▸ Aim of the task:
Can you write out, word for word, the stretch of the power supply thread from "Try disconnecting the 20+4" through "PSU to try?"?

▸ Text:
—————

My PSU is a Powerlink LPK2-30 500W. I checked.
And OK, I won't argue about you on that but how will I know which of the three is the issue (and therefore, which to replace). You stated that you thought it was my PSU; what led you to believe that over it being my connector or Mobo?

And one more thing: You say that the Mobo light on my PC case should be solid. OK. And sometimes it is flashing, which would mean it can be any of the three issues you stated above. But what explains why, now for instance, the light is solid amber and not flickering anymore? It does it randomly...


----------



## Solidify (May 12, 2011)

I found this: would you recommend I try the steps?
Documentation


----------



## Tyree (May 10, 2009)

That link is to Dell and only applies to Dell PC's.



Tyree said:


> What leads you to believe the PC is working hard at idle?





Tyree said:


> The Mobo LED power light should stay on whenever the PSU is connected to the Mobo. If it's flashing, that would indicate a faulty PSU, a faulty connector or a faulty Mobo.


Try disconnecting the 20+4 pin power connector to the Mobo, look it and the Mobo connection over for any signs of dirt/corrosion, and reconnect it.
Try "gently" wiggling the 20+4 pin connection and see if the Mobo LED flickers.


Solidify said:


> how will I know which of the three is the issue (and therefore, which to replace). You stated that you thought it was my PSU; what led you to believe that over it being my connector or Mobo?


The only way to determine if a component is bad is by substitution. Your PSU is very poor quality making it the primary suspect.
Do you have or can you borrow a known working PSU to try?


----------



## Solidify (May 12, 2011)

When I try disconnecting the power connector from the Mobo to see if there are any signs of dirt or corrosion, this is done while the PC is turned off?

—————

▸ Extracted information:
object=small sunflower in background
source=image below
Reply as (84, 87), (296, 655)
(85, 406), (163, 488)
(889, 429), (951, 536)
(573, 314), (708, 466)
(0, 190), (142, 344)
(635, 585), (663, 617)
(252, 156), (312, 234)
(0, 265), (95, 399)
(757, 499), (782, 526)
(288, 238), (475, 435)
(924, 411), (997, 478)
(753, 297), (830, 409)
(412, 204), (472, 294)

—————

▸ Written response:
Try disconnecting the 20+4 pin power connector to the Mobo, look it and the Mobo connection over for any signs of dirt/corrosion, and reconnect it.
Try "gently" wiggling the 20+4 pin connection and see if the Mobo LED flickers.


Solidify said:


> how will I know which of the three is the issue (and therefore, which to replace). You stated that you thought it was my PSU; what led you to believe that over it being my connector or Mobo?


The only way to determine if a component is bad is by substitution. Your PSU is very poor quality making it the primary suspect.
Do you have or can you borrow a known working PSU to try?